*** Texte à lire
Qu’est-ce que la Nation pour les nationalistes ?


Affiche, exposition internationale de 1937.

Ce texte est composé d’extraits de Jean-Yves Camus, « Les droites nationalistes radicales en France », Dominique Vidal dir., Les Nationalistes à l’assaut de l’Europe, Paris, Demopolis, 2019, pp. 133-152.

Raoul Girardet nous a fourni du nationalisme, dans l’article de l’Encyclopedia Universalis qu’il lui a consacré, une définition qui mérite d’être citée dans son intégralité. Selon lui le terme, d’origine britannique, est apparu en France « à l’extrême-fin du XVIIIe siècle, et pour désigner essentiellement les excès du patriotisme jacobin ».

Il ajoute que le mot « se généralise dans les dernières années du siècle suivant, mais en conservant, dans multiples habitudes les plus courantes de la langue, une triple signification. Il peut en effet être péjorativement employé pour stigmatiser certaines formes outrancières de patriotisme, devenant alors synonyme de chauvinisme. Il peut encore désigner les revendications d’un peuple assujetti aspirant à l’indépendance (…). Il peut enfin servir d’étiquette et de profession de foi à certaines écoles et à certains groupements qui, affirmant la primauté dans l’ordre politique de la défense des valeurs nationales et des intérêts nationaux, sont généralement classés à droite ou à l’extrême-droite de l’opinion politique (les nationalismes barrésien, maurrassien, etc…)1 ».
******
Consigne 1 – Recopiez mot pour mot le passage du texte sur le nationalisme qui va de « Affiche, exposition internationale » jusqu'à « 2019, pp. 133-152. ».
Consigne 2 –
Répondez à ces questions sur le texte sur le nationalisme :
(a) Chez quel éditeur est paru le livre d'où viennent les extraits ?
(b) D'après Raoul Girardet, de quelle origine est le mot « nationalisme » ?
(c) Quand on l'emploie pour critiquer un patriotisme excessif, de quel mot devient-il synonyme ?
*** Données fournies
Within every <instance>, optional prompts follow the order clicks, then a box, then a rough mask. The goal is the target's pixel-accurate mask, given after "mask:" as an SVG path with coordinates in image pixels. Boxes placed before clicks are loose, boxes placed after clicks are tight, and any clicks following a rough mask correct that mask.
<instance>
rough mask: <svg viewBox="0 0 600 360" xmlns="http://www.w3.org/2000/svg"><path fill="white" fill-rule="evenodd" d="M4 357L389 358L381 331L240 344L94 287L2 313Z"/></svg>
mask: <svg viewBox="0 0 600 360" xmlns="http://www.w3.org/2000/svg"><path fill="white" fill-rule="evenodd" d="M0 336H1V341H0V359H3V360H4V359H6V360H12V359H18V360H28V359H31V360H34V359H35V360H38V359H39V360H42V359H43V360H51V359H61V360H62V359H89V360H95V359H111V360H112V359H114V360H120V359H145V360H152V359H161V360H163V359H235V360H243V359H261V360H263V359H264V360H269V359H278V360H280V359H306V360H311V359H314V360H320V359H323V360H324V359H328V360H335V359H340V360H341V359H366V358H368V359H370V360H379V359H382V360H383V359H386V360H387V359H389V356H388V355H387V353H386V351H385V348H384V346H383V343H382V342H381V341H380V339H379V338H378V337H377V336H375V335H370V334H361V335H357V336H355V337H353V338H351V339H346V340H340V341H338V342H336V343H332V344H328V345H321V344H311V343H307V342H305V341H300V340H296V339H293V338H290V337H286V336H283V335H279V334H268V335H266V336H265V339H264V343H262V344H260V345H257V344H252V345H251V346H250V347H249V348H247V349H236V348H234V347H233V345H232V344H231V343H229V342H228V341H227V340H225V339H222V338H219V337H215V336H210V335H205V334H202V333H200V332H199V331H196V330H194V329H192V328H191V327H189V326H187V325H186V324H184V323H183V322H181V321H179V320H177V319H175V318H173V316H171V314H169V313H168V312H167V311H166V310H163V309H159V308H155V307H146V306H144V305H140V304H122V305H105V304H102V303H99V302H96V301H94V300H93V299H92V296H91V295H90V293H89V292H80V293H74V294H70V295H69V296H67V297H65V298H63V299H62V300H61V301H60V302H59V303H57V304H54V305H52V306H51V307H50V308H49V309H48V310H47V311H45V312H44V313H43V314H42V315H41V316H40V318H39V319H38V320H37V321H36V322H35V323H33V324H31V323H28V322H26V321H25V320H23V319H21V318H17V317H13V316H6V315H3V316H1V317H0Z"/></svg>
******
Réponse 1 –
Affiche, exposition internationale de 1937.

Ce texte est composé d’extraits de Jean-Yves Camus, « Les droites nationalistes radicales en France », Dominique Vidal dir., Les Nationalistes à l’assaut de l’Europe, Paris, Demopolis, 2019, pp. 133-152.

Réponse 2 –
(a) Demopolis
(b) Britannique
(c) Chauvinisme